Entries from a dataset:

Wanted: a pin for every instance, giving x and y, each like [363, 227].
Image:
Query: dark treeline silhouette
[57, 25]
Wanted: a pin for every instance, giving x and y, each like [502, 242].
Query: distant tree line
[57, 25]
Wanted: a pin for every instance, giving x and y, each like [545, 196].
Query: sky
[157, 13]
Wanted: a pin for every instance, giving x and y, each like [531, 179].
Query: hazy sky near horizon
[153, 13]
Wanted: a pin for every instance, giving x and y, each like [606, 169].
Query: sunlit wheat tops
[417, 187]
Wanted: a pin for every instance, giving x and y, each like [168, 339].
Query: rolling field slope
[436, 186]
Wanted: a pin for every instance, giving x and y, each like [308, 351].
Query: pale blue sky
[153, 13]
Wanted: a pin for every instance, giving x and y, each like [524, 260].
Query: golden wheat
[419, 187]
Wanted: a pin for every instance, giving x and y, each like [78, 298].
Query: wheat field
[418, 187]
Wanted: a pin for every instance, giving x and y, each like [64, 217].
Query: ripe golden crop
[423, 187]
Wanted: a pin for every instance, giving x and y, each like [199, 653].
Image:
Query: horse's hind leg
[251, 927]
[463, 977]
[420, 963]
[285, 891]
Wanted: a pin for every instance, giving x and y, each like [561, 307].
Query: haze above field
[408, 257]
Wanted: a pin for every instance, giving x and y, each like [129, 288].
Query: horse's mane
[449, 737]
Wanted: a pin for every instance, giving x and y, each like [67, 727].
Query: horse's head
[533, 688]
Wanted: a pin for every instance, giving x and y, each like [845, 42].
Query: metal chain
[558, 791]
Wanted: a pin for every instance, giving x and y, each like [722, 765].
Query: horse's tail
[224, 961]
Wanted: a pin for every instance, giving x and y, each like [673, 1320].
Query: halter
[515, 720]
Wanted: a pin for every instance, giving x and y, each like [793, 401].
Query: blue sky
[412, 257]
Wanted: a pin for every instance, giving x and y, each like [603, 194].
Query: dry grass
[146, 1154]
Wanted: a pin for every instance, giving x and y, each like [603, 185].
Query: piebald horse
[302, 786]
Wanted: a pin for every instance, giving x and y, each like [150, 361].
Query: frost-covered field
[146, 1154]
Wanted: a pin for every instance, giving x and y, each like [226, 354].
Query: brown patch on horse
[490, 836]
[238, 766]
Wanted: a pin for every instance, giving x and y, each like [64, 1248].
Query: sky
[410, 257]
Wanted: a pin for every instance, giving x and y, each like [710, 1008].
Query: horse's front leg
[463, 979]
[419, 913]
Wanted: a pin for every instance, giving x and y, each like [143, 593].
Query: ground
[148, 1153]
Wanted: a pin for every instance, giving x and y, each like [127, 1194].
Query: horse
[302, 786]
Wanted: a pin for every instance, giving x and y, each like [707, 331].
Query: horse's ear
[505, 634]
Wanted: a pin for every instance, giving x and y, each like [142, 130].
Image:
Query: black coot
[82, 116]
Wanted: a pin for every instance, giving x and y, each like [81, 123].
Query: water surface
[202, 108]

▸ Exercise:
Reproduce every one of the records above, switching each "Query" to "Label" and keeping all other text unchanged.

▸ Written reply:
Wanted: a pin for every instance, giving x and y, each like [363, 227].
Image:
Label: dark treeline silhouette
[57, 25]
Wanted: a pin for every instance, giving x and y, each like [502, 242].
Label: distant tree line
[57, 25]
Wanted: a pin for every instance, giving x and y, each like [545, 196].
Label: sky
[157, 13]
Wanted: a pin for every instance, giving x and y, each like [531, 179].
Label: hazy sky near horizon
[153, 13]
Wanted: a pin for every instance, giving x and y, each like [606, 169].
Label: sunlit wheat tops
[417, 187]
Wanted: a pin for every instance, giving x and y, each like [168, 339].
Label: rolling field slope
[436, 186]
Wanted: a pin for every instance, giving x and y, each like [308, 351].
Label: pale blue sky
[153, 13]
Wanted: a pin for every instance, giving x and y, each like [524, 260].
Label: golden wheat
[419, 187]
Wanted: a pin for every instance, giving x and y, each like [78, 298].
Label: wheat field
[418, 187]
Wanted: a pin for every instance, giving x and y, each like [64, 217].
Label: ripe golden crop
[423, 187]
Wanted: a pin for every instance, giving x and y, each like [199, 653].
Image:
Label: horse's hind leg
[251, 927]
[463, 977]
[420, 963]
[285, 891]
Wanted: a pin for every instance, giving x and y, each like [561, 307].
Label: haze above field
[408, 257]
Wanted: a pin for every instance, giving x and y, each like [129, 288].
Label: horse's mane
[449, 737]
Wanted: a pin for every instance, giving x and y, each like [67, 727].
Label: horse's head
[533, 688]
Wanted: a pin for every instance, giving x and y, each like [845, 42].
Label: metal chain
[558, 791]
Wanted: a pin for every instance, giving x and y, each like [722, 765].
Label: horse's tail
[224, 961]
Wanted: a pin for every instance, giving x and y, each like [673, 1320].
Label: halter
[515, 720]
Wanted: a pin for every instance, giving x and y, each like [793, 401].
Label: blue sky
[412, 257]
Wanted: a pin for every instance, giving x and y, each like [603, 194].
Label: dry grass
[146, 1154]
Wanted: a pin for every instance, giving x and y, each like [603, 185].
Label: piebald horse
[302, 786]
Wanted: a pin for every instance, giving x and y, each like [150, 361].
Label: frost-covered field
[146, 1154]
Wanted: a pin for every instance, giving x and y, each like [226, 354].
Label: brown patch on horse
[490, 836]
[238, 766]
Wanted: a pin for every instance, giving x and y, each like [64, 1248].
Label: sky
[410, 257]
Wanted: a pin for every instance, giving x and y, each like [710, 1008].
Label: horse's front leg
[463, 979]
[419, 913]
Wanted: a pin for every instance, giving x and y, each like [143, 593].
Label: ground
[148, 1153]
Wanted: a pin for every instance, giving x and y, each like [127, 1194].
Label: horse
[302, 786]
Wanted: a pin for every instance, giving x and y, each like [707, 331].
Label: horse's ear
[505, 634]
Wanted: a pin for every instance, giving x and y, each like [142, 130].
Image:
Label: black coot
[82, 116]
Wanted: a pin for every instance, giving x and y, each like [81, 123].
Label: water surface
[202, 108]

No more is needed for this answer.